## JOBS
1) Please copy the stretch of the passage on the rifle barrel from "The barrel is" through "be good quality." word for word.
2) Using the passage on the rifle barrel, decide whether each statement agrees with it, answering yes or no and quoting the words that settle it: (a) The barrel is threaded. (b) The rifle is sold without a thread protection cap. (c) The barrel and action have a polished bluing finish.

The barrel is mounted to the action using what appears to be a similar setup to the Savage and other lower cost rifles using a lock ring setup to easily establish the proper head spacing. This system saves machining labor which in turn saves cost. A surprising feature is the threaded barrel and it is not only surprising because its on a low price rifle, but more so because it is on such a thin profile barrel. If it is to be used for a muzzlebrake then its understandable, but to use it for a suppressor would be surprising. It is certainly doable, and has been done, but putting all that weight out front on a thin sporter barrel will cause dramatic point of impact shift, though it should be repeatable so it can be compensated for. The rifle comes with a thread protection cap as well. The entire barrel, and the action, are finished using a matte bluing that appears to be good quality.

## DATA EXCERPTS

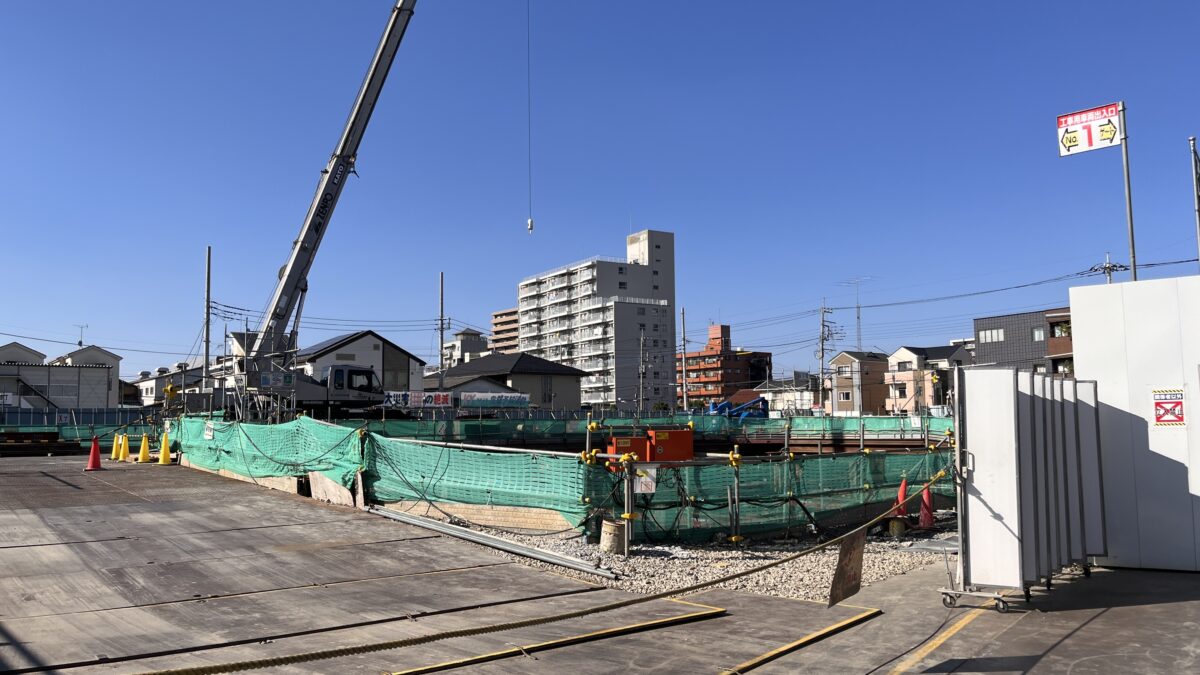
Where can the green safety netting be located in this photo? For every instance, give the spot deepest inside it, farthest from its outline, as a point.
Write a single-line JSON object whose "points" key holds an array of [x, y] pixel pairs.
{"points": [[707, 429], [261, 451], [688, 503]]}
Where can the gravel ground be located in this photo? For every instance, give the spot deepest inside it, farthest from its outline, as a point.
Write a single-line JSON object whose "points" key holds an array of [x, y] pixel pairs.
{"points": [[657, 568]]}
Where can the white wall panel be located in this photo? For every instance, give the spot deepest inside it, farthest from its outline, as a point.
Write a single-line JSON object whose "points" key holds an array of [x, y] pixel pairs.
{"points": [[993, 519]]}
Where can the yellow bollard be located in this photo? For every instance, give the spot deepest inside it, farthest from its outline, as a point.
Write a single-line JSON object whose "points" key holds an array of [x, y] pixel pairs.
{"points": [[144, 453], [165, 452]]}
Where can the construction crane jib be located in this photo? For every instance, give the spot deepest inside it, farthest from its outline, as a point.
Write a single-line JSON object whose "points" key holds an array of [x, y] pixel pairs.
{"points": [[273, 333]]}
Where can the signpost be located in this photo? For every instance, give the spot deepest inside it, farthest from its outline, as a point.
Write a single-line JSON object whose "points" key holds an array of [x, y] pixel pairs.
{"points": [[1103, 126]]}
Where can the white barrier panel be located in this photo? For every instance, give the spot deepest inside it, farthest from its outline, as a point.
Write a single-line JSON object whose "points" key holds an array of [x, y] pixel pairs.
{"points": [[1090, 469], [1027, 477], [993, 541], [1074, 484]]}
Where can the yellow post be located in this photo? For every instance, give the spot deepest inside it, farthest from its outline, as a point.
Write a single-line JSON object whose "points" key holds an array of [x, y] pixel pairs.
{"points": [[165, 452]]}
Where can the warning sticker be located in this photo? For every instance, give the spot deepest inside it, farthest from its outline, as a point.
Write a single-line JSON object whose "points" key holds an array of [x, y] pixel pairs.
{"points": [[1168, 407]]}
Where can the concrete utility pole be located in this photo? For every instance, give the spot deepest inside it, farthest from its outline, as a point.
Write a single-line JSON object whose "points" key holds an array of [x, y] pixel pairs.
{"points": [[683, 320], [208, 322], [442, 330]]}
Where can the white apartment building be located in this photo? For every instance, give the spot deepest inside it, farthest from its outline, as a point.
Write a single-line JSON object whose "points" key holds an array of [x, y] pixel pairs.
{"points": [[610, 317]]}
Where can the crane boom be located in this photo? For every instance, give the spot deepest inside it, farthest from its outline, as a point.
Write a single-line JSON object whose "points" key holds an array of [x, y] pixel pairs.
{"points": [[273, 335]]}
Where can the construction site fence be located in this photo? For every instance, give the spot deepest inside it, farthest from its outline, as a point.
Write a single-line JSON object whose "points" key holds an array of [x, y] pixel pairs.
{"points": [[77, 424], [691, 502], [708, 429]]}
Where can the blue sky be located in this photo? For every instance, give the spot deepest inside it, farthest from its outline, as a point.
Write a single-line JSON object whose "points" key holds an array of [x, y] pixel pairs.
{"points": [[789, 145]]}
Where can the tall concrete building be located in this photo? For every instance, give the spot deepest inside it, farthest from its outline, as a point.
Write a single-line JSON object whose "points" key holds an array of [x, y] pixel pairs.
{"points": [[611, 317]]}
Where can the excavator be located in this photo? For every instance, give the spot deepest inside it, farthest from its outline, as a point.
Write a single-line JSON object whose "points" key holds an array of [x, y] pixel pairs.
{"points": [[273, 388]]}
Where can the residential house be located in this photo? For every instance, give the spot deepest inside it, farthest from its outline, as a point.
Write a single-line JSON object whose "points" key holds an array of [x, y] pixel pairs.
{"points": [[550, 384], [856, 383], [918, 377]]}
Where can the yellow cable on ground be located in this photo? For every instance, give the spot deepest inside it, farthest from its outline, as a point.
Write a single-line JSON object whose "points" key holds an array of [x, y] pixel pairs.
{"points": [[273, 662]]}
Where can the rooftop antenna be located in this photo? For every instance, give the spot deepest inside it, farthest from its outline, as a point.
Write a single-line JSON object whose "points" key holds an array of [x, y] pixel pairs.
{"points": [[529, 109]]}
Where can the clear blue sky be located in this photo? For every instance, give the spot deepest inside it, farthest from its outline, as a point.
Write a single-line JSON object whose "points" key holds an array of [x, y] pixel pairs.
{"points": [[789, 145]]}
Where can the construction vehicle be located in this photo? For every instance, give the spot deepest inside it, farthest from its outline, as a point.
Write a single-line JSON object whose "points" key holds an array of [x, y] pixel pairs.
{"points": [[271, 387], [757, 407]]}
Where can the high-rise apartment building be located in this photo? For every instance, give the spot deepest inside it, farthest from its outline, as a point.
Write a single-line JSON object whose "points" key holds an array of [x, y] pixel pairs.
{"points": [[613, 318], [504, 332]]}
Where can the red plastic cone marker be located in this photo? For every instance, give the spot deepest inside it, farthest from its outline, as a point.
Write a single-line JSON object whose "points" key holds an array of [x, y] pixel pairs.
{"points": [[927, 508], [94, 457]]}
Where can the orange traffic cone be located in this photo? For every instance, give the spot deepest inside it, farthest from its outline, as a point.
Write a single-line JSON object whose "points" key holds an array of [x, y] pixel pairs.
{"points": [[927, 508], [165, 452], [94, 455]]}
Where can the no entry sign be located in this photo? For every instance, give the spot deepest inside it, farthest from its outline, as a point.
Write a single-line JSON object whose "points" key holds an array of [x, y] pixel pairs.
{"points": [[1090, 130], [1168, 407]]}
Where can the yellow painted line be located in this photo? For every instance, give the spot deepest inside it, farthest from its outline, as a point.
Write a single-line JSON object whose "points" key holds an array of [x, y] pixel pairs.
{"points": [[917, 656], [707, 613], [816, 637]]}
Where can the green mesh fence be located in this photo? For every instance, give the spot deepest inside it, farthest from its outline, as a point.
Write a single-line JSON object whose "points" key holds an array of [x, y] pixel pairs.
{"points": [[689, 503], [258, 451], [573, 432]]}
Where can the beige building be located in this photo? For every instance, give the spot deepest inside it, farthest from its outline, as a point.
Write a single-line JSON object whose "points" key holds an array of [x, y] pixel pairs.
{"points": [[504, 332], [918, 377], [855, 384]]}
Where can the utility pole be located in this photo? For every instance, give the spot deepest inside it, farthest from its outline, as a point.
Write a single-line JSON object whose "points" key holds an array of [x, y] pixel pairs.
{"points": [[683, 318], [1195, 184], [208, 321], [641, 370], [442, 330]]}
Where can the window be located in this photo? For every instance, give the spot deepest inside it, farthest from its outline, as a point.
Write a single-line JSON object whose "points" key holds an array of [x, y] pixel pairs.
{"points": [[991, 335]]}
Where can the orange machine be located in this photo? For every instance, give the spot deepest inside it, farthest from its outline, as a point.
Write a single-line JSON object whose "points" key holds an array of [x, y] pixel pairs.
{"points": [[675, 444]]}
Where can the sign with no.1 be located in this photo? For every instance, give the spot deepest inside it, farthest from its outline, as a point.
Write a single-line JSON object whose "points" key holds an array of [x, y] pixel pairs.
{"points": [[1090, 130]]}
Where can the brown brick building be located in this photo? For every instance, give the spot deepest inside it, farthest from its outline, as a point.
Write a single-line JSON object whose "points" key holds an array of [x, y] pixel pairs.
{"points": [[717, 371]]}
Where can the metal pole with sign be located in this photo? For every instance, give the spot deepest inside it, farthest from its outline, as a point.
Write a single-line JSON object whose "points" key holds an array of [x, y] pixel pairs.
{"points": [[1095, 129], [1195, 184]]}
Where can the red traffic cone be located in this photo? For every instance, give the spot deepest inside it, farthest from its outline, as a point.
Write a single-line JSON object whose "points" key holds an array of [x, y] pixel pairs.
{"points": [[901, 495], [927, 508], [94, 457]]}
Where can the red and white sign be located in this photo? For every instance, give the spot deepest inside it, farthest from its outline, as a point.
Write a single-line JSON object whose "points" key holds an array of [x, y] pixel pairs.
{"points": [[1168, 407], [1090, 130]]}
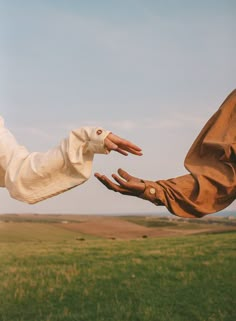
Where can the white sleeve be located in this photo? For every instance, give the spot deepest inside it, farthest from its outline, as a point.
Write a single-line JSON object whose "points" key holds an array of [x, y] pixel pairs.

## ANSWERS TO THE EXERCISE
1)
The barrel is mounted to the action using what appears to be a similar setup to the Savage and other lower cost rifles using a lock ring setup to easily establish the proper head spacing. This system saves machining labor which in turn saves cost. A surprising feature is the threaded barrel and it is not only surprising because its on a low price rifle, but more so because it is on such a thin profile barrel. If it is to be used for a muzzlebrake then its understandable, but to use it for a suppressor would be surprising. It is certainly doable, and has been done, but putting all that weight out front on a thin sporter barrel will cause dramatic point of impact shift, though it should be repeatable so it can be compensated for. The rifle comes with a thread protection cap as well. The entire barrel, and the action, are finished using a matte bluing that appears to be good quality.

2)
(a) Yes: "A surprising feature is the threaded barrel"
(b) No: "The rifle comes with a thread protection cap as well."
(c) No: "The entire barrel, and the action, are finished using a matte bluing"